» PROBLEM TO WORK ON:
Go to the line below containing "Target: large rock" and print exactly from there through the line containing "Reviewer note: confirm that each instance of the rocky ground", both included. Print nothing else.

Start of Block

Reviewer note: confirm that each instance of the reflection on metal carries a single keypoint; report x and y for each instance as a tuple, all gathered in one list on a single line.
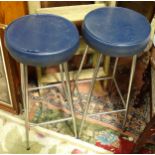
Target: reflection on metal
[(6, 77), (25, 90), (51, 122)]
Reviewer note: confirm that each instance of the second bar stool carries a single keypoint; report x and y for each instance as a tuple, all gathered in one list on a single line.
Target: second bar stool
[(117, 32), (42, 40)]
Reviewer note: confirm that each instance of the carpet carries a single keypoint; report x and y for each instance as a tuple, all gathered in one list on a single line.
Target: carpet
[(42, 141)]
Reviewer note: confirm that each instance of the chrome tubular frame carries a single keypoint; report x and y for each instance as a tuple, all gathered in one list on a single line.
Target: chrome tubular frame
[(25, 90), (125, 102), (24, 87), (70, 99), (90, 92)]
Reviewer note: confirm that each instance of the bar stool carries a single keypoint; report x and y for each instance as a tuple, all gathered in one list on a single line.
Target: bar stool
[(42, 40), (117, 32)]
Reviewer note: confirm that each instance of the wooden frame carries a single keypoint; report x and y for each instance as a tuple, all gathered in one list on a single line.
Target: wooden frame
[(12, 77)]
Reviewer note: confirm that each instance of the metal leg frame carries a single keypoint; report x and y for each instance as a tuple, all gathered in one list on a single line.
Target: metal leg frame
[(125, 103), (70, 99), (24, 86), (90, 92), (63, 82), (133, 66), (78, 74)]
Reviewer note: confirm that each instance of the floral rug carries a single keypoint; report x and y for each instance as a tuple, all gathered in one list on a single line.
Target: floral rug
[(42, 141), (104, 131)]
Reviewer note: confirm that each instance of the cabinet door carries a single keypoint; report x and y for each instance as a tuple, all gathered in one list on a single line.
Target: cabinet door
[(9, 68)]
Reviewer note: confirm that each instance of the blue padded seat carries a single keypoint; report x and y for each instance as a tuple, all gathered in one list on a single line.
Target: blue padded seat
[(116, 31), (41, 39)]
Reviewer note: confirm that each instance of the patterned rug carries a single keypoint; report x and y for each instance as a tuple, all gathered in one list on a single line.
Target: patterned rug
[(42, 141), (104, 131)]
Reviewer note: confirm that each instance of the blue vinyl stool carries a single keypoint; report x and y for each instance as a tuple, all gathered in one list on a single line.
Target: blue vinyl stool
[(42, 40), (117, 32)]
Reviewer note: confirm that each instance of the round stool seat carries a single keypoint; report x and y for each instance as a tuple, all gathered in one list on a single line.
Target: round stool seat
[(116, 31), (41, 40)]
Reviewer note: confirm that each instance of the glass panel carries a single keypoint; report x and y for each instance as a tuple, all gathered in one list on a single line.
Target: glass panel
[(4, 94)]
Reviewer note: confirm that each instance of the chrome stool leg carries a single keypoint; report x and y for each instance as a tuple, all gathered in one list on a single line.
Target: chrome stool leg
[(90, 92), (78, 74), (133, 66), (24, 86), (63, 82), (70, 99)]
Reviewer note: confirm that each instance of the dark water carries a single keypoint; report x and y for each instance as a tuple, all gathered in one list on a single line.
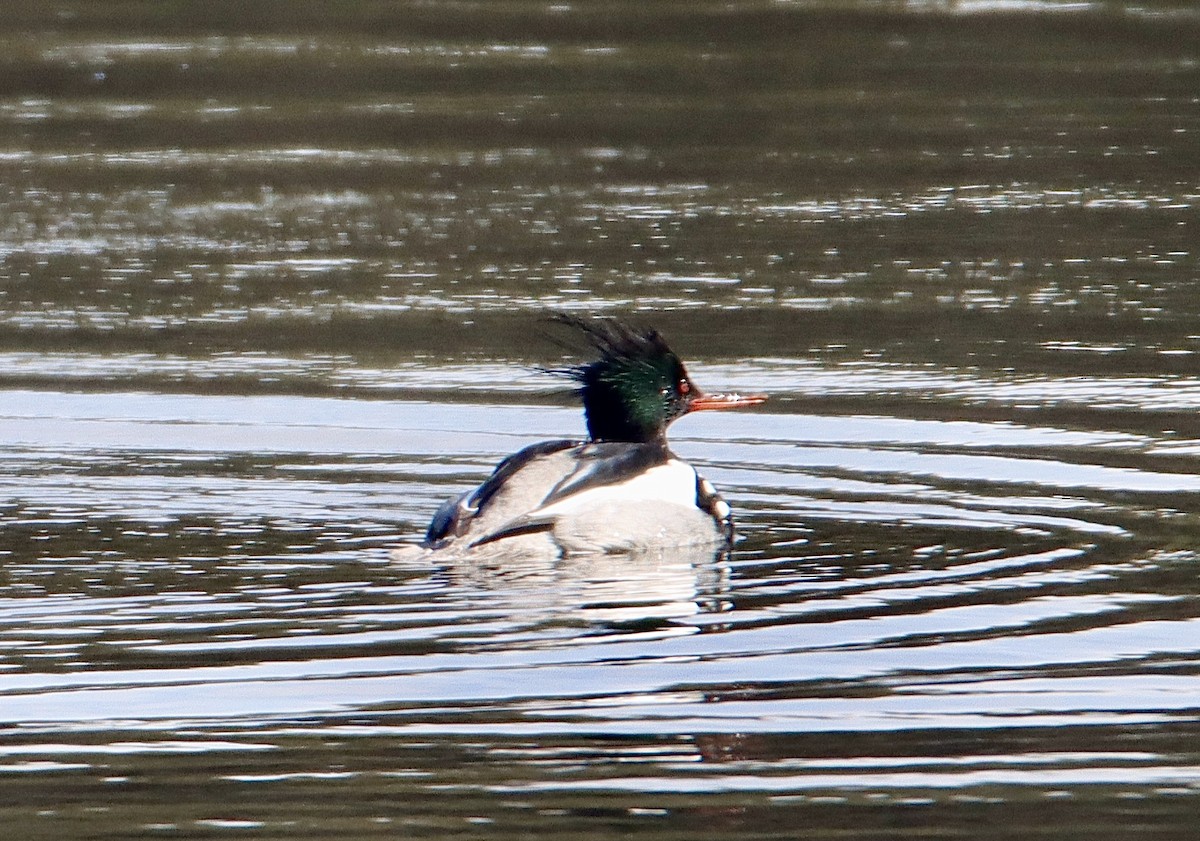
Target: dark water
[(271, 278)]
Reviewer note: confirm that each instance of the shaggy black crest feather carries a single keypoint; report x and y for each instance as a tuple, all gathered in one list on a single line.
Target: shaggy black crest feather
[(635, 388)]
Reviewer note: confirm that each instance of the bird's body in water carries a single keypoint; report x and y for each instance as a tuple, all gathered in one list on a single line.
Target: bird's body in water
[(622, 490)]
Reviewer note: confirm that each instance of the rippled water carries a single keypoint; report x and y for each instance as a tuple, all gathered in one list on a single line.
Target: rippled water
[(271, 287)]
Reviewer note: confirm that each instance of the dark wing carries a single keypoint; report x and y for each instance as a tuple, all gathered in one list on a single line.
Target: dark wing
[(454, 517)]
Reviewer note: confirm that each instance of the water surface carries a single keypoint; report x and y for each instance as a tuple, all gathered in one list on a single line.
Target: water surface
[(271, 287)]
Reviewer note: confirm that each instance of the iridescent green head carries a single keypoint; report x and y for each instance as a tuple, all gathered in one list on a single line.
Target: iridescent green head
[(637, 385)]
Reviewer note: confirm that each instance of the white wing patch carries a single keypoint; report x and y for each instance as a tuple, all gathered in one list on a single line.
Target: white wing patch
[(673, 482)]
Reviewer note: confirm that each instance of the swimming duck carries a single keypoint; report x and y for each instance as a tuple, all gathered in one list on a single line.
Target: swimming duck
[(622, 490)]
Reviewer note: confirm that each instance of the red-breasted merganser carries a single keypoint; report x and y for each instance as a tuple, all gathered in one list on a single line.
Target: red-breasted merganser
[(619, 491)]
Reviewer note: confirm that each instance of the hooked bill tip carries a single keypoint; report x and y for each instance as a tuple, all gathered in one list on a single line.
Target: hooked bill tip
[(725, 401)]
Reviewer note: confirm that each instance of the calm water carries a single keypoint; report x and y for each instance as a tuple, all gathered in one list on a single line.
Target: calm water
[(271, 287)]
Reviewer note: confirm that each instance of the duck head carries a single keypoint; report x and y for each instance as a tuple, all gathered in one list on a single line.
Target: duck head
[(639, 384)]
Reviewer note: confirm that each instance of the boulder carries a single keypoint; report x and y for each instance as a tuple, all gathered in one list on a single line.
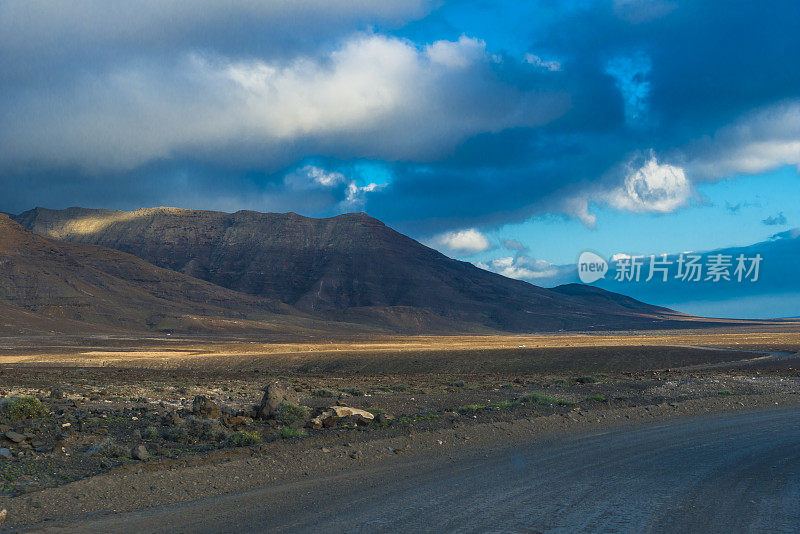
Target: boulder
[(346, 411), (205, 408), (275, 394), (330, 417)]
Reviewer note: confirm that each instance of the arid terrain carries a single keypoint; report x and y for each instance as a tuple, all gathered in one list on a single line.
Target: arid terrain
[(127, 423)]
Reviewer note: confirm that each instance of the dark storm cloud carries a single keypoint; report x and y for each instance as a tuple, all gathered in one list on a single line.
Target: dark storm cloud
[(624, 103), (775, 220)]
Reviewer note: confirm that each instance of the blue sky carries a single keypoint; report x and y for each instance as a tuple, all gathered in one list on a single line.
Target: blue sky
[(511, 134)]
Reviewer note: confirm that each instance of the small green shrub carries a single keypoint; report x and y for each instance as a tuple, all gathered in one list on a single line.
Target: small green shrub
[(108, 449), (245, 438), (589, 379), (289, 414), (543, 400), (195, 430), (287, 432), (470, 408), (22, 408)]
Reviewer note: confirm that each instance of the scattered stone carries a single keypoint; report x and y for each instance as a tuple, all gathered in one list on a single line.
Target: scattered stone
[(346, 411), (237, 421), (173, 419), (205, 408), (330, 417), (274, 395), (383, 418), (140, 453), (14, 436)]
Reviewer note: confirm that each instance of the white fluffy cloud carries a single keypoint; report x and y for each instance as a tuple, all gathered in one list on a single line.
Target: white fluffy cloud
[(521, 267), (374, 97), (652, 187), (58, 28), (536, 61), (310, 180), (469, 241)]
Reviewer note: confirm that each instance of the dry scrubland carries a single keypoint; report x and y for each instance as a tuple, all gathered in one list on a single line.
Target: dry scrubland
[(85, 418)]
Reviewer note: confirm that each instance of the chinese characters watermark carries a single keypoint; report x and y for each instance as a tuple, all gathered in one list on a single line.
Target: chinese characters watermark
[(685, 267)]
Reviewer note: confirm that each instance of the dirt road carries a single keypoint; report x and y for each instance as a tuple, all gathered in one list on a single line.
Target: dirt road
[(721, 473)]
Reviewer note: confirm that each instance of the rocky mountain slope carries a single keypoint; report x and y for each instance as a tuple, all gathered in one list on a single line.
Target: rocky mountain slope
[(347, 268), (63, 287)]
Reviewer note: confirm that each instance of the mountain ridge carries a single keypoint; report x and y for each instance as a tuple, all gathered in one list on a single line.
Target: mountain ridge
[(342, 268)]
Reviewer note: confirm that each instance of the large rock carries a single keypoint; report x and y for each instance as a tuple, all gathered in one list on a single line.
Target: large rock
[(329, 417), (274, 395), (205, 408)]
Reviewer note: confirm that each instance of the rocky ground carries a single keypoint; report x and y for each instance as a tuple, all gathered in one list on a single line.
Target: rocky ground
[(64, 426), (53, 434)]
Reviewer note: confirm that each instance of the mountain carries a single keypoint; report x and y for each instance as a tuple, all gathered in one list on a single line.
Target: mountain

End of Block

» TASK SOLUTION:
Target: large rock
[(329, 417), (274, 395), (205, 408)]
Reviewer note: confirm that each instance of the rocky ground carries a single keypoint; report x and y for each instance as a tuple, all gathered in one list on a single line.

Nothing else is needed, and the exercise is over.